Another association, unmarked so far, I believe:
 
1. PF (276): "He [Gradus] strolled back and paid the equivalent of three thousand Zemblan crowns for his short but nice stay at Beverland Hotel."
 
2. from Books Fatal to Their Authors (1894), by Peter Hampson Ditchfield:
"In a period less remote we find Adrian Beverland wandering away from the true realm of poetry and taking up his abode in the pesthouse of immorality. He was born at Middlebourg in 1653, and studied letters at the University of Leyden. He began his career by publishing indecent poems. He wrote a very iniquitous book, De Peccato originali, in which he gave a very base explanation of the sin of our first parents...
 
Being exiled on account of the indecency of his writings, he came to England, where he affected decorum, and his friend and countryman Isaac Vossius, who enjoyed the patronage of Charles II. and was Canon of Windsor, obtained for him a pension charged upon some ecclesiastical fund. Never were ecclesiastical funds applied to a baser use ; for although Beverland wrote another book with the apparent intention of warning against vice, the argument seemed to inculcate the lusts which he condemned. Having become insane he died, in extreme poverty, in 1712. He imagined that he was pursued by a hundred men who had sworn to kill him."
 
3. A less likely source, though interesting to me because of the intersection of Goldsmith, Beverland and Catskin:
from The Vicar of Wakefield by Oliver Goldsmith:
"The tale went round; he sung us old songs, and gave the children the story of the Buck of Beverland, with the history
of Patient Grissel, the Adventures of Catskin, and then Fair Rosamond's Bower."  Sadly, the tale of "Buck of Beverland" has been lost to history.

### [INFORMATION]
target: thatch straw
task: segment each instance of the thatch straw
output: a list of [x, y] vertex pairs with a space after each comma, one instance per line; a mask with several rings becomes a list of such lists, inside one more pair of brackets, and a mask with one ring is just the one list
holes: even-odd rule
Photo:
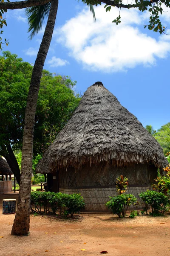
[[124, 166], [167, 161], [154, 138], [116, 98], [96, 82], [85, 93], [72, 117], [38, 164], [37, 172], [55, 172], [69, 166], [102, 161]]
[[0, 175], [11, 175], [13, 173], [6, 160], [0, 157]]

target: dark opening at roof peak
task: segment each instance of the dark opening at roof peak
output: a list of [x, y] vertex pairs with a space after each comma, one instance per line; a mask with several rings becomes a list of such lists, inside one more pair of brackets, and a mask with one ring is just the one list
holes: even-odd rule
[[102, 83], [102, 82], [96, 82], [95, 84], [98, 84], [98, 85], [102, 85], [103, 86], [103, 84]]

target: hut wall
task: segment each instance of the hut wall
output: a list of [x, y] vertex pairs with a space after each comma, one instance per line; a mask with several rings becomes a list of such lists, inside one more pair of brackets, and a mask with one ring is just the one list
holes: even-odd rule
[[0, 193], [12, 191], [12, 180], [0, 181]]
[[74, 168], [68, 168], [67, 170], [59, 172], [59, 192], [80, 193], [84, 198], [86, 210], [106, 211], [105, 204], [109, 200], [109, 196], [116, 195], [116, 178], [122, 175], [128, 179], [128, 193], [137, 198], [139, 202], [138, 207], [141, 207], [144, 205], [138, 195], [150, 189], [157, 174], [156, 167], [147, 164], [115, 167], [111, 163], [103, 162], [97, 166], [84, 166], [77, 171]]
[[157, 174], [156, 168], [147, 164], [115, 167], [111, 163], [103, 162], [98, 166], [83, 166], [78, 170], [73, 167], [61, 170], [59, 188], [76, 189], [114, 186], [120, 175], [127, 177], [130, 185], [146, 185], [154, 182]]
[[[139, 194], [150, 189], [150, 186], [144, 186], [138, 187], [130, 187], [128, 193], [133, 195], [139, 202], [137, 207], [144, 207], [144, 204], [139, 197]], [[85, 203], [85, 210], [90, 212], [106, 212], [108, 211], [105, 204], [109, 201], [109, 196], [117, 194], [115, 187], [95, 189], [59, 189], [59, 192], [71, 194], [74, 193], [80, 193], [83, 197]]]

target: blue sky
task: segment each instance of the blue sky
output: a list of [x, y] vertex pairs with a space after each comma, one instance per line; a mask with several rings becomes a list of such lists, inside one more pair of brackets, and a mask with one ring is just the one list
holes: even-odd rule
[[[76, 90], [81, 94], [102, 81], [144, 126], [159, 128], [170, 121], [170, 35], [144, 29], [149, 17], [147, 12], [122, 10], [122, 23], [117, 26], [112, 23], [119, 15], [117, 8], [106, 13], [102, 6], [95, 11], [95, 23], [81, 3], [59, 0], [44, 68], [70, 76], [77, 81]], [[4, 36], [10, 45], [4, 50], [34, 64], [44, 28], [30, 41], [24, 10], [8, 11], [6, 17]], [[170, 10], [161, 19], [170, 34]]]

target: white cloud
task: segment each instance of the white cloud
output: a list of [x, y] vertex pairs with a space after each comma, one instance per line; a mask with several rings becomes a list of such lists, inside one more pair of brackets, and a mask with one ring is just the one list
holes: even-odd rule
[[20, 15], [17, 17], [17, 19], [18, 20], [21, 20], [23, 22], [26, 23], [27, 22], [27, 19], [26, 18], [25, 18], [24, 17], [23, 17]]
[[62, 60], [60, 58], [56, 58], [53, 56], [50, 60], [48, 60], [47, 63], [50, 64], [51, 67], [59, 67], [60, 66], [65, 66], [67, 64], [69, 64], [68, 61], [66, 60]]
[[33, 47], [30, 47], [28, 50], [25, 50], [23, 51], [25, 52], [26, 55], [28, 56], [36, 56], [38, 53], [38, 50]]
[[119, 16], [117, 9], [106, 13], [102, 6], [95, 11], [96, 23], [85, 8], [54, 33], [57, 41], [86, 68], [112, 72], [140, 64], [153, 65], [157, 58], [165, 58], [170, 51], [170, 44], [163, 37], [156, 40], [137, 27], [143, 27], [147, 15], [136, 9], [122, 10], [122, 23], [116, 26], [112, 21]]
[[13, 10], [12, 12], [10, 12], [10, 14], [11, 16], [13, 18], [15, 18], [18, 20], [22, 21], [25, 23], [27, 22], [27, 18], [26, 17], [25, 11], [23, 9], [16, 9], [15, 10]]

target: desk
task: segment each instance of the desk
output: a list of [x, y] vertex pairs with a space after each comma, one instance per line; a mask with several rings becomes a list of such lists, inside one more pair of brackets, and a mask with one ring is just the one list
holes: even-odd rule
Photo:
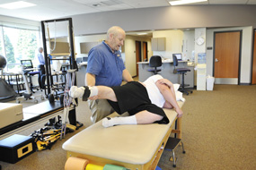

### [WHAT TO PRODUCE]
According to the note on Beverland above, where and in what year was Adrian Beverland born?

### [COMPLETED TASK]
At Middlebourg, in 1653.